**TASK TO CARRY OUT:** Each entry must be printed again without a single change.

**MATERIALS PROVIDED:**
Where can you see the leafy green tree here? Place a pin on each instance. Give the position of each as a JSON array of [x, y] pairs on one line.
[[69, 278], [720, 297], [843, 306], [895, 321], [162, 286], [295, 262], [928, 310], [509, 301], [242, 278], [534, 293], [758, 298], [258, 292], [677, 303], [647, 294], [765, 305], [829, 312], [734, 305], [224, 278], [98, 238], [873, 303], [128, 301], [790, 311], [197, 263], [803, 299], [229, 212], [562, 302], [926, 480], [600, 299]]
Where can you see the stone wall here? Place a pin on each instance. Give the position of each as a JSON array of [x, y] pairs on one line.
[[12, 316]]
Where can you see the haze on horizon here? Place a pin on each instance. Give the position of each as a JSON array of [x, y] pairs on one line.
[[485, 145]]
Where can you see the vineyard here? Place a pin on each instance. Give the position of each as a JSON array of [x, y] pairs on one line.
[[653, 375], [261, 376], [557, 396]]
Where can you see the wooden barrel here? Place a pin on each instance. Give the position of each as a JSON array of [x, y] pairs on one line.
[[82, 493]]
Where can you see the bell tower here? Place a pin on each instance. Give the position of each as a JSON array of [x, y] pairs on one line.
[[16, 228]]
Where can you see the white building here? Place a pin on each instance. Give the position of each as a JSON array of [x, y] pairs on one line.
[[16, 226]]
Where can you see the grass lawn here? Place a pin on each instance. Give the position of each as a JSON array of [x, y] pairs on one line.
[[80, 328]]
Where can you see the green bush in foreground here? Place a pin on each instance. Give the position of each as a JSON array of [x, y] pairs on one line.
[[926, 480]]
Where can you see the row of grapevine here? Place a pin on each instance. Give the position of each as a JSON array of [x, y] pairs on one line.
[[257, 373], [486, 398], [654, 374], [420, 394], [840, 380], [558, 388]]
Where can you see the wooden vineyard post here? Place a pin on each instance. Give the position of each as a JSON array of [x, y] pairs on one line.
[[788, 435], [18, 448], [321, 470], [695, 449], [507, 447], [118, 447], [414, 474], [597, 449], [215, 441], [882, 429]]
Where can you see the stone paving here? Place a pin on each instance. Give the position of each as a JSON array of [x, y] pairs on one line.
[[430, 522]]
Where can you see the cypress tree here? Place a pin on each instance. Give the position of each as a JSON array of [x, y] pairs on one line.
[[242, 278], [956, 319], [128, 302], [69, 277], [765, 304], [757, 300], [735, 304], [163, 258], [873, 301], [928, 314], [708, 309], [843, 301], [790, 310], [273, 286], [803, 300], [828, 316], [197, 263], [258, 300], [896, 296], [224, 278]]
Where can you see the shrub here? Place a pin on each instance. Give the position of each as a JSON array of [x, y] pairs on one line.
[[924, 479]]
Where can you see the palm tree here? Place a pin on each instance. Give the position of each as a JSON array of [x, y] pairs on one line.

**RESPONSE TO THIS TASK:**
Where can you see the leafy green tree here? Place a pin on each instance. Give the position of each as a JSON array of [x, y] pairs on one line.
[[69, 278], [720, 297], [843, 306], [895, 321], [162, 286], [295, 262], [928, 310], [509, 301], [242, 278], [534, 293], [758, 298], [258, 292], [677, 303], [647, 294], [765, 305], [829, 312], [734, 305], [224, 278], [98, 238], [873, 303], [128, 301], [790, 311], [197, 263], [803, 299], [229, 212], [562, 302], [926, 480], [600, 299]]
Where can you see the stone wall here? Place a pin on each instance. Give the position of each as a JSON array of [x, y] pairs on one line.
[[12, 316]]
Where can you see the haze on horizon here? Place a pin on each instance. Give the position of each as a JSON array of [x, y] pairs on one line.
[[485, 145]]
Where can you see the vineyard here? Place a pin on each instance. Give the position of each as a JSON array of [x, y] pairs on one line.
[[653, 375], [261, 376], [557, 396]]
Where can you see the wooden barrel here? Place a pin on each instance. Give the position of each as a JSON array of [x, y] pairs on one line.
[[82, 493]]
Where can you see the bell tower here? Place a pin on each instance. Give the position of each as a JSON array of [x, y] pairs on one line.
[[16, 228]]
Where can you see the white building here? Place a pin on each instance. Give the position of each as a JSON array of [x, y] pairs on one line.
[[16, 226]]
Where can you see the grass lawn here? Place a pin on each instance. Give the position of each as a JSON array of [x, y] pairs on one line.
[[80, 328]]
Where can you see the green bush in foreground here? Place a pin on each instance. Give the position of each as a JSON array of [x, y] pairs on one line.
[[926, 480]]
Where can you see the row of grapevine here? Place a pin on each instance. Give the position of each as a JSON array of [x, y] pairs on one line.
[[257, 373], [486, 398], [654, 374], [420, 394], [840, 380], [558, 388]]
Where can you see the wooden vineyard post here? Place a pin on each instance. Give the position of each as a JSON array of [x, y] pairs on one line.
[[788, 435], [18, 448], [321, 470], [695, 449], [507, 447], [118, 447], [414, 474], [597, 449], [215, 441], [882, 429]]
Where can you see the stone paving here? Place a pin on each instance. Give the position of each as a JSON array of [x, y] pairs on one line.
[[430, 522]]
Where can you see the cypress tree here? Place a pin on each instance. Give the position of each as a JSON array of [x, y] pairs on one line.
[[242, 278], [956, 319], [128, 302], [69, 277], [765, 304], [757, 300], [735, 304], [163, 258], [873, 301], [928, 314], [708, 309], [843, 301], [790, 310], [273, 286], [803, 300], [828, 316], [197, 263], [258, 300], [896, 296], [224, 278]]
Where can you see the shrub here? Place a pin on each instance. Give the position of each as a JSON array of [x, y] pairs on one line.
[[924, 479]]
Where can you see the palm tree here? Place a pin on each instance. Give the position of each as a JSON array of [x, y] pairs on one line.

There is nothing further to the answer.